→ **Provided text**:
====

For one thing, as you indicate, by any reading of the 10th amendment where the states retain a right to rend the Union, the people retain a right to maintain it.

That is what they have done.

Secondly, the supremacy clause is a bar to unilateral state secession.

If a state could unilaterally withdraw from the Union, then supremacy would rest with each state, respectively - not with the Constitution and the laws made pursuant to it. As the Constitution expressly declares the Constitution to be the Supreme Law of the land, any act that denies this supremacy (e.g., unilateral withdrawal) must be unconstitutional.

n fact, the much invoked 10th amendment is a sure guarantor of the pemanence of the Union. This is because the people retain the right to maintain the Union in perpetuity. The states may not leave the Union because that thwarts the will of the sovereigns of the United States--the people of the United States.

A fair reading of the Constitution will not provide any basis for legal secession under our system.

Consider the words of the Constitution:

Article One, Section Eight, "Powers of Congress". Congress is charged in Para. 1 to provide for the common defense and general welfare, and in Para. 18 given all powers necessary to carrying the foregoing powers into execution. Having 11 states duck out definitely compromises the general welfare of the United States, you'll have to agree.

Don't buy that? Jefferson Davis did. This is exactly the rational he used to impose conscription on the states of the CSA. The national government has the power to coerce the states. Jiminy Cricket, Davis might well have been reading straight from Cohens v. Virginia.

The Constitution also promises that each state shall be guaranteed a republican form of government. Sort of hard to do if a state withdraws, isn't it?

====

→ **Things to do**:
**a)** Answer these questions from the secession text:
(i) Which clause does it call a bar to unilateral state secession?
(ii) Which two paragraphs of Article One, Section Eight does it cite?
(iii) Who does it say used the same reasoning to impose conscription?
**b)** Condense the paragraph of the secession text that begins "If a state could unilaterally withdraw" into one or two sentences, keeping its main points.
**c)** Write out the part of the secession text starting with "Article One, Section" and going on through "have to agree.", word for word.
The material that comes after the secession text is separate from it.

====

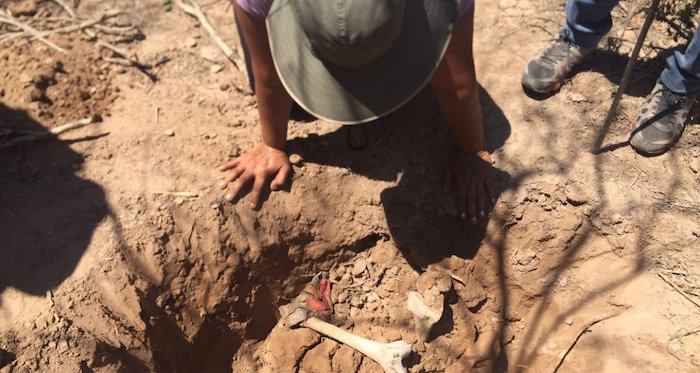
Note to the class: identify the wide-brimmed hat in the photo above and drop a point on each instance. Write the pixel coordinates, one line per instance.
(353, 61)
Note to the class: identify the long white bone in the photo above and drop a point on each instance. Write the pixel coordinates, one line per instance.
(388, 355)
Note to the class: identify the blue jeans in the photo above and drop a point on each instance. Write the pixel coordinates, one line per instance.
(587, 21)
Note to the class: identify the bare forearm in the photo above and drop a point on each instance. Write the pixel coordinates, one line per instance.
(463, 115)
(274, 105)
(457, 91)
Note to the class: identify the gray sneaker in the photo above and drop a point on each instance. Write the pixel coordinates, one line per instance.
(546, 72)
(661, 120)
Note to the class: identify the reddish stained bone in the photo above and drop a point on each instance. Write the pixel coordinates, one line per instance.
(318, 297)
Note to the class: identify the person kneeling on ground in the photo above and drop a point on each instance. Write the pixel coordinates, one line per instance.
(662, 118)
(352, 62)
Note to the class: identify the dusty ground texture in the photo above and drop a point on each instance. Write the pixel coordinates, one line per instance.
(118, 254)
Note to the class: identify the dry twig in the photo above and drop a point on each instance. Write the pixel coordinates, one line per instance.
(565, 352)
(193, 9)
(29, 136)
(6, 18)
(177, 194)
(67, 8)
(676, 288)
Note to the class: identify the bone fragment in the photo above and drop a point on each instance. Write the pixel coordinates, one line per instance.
(388, 355)
(424, 315)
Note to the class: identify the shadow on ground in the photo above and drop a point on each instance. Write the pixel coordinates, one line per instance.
(47, 212)
(411, 146)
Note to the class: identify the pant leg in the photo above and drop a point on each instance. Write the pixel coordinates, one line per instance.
(587, 21)
(682, 72)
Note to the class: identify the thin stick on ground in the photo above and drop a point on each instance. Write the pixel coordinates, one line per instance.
(676, 288)
(184, 194)
(67, 8)
(193, 9)
(583, 330)
(6, 18)
(30, 136)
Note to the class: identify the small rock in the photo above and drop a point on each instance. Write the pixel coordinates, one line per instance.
(575, 194)
(372, 298)
(190, 42)
(215, 68)
(210, 54)
(296, 159)
(694, 163)
(577, 97)
(356, 302)
(359, 267)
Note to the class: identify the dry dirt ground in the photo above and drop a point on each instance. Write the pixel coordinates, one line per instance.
(118, 254)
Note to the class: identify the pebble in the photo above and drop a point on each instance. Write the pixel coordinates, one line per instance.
(575, 194)
(296, 159)
(694, 164)
(356, 302)
(359, 268)
(190, 42)
(210, 54)
(372, 298)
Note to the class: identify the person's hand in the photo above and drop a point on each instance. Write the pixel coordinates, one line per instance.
(258, 164)
(472, 174)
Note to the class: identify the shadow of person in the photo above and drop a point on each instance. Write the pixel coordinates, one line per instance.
(411, 146)
(47, 213)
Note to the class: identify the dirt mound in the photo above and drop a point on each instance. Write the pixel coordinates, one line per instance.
(119, 255)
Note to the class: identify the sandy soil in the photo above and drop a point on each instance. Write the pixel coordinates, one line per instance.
(118, 254)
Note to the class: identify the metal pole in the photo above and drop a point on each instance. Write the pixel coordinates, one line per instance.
(651, 13)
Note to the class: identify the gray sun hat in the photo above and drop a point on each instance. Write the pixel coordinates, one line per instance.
(353, 61)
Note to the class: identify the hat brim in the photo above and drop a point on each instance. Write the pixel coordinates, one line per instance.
(362, 94)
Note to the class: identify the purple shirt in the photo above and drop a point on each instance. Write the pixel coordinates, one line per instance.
(260, 8)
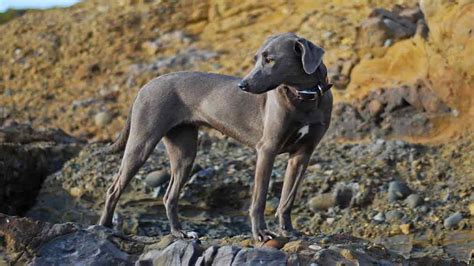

====

→ **Outputs**:
**a)**
(i) The supremacy clause.
(ii) Para. 1 and Para. 18.
(iii) Jefferson Davis.

**b)** If a state could withdraw on its own, supremacy would rest with each state rather than with the Constitution and the laws made under it. Because the Constitution declares itself the Supreme Law of the land, any act that denies this, such as unilateral withdrawal, must be unconstitutional.

**c)**
Article One, Section Eight, "Powers of Congress". Congress is charged in Para. 1 to provide for the common defense and general welfare, and in Para. 18 given all powers necessary to carrying the foregoing powers into execution. Having 11 states duck out definitely compromises the general welfare of the United States, you'll have to agree.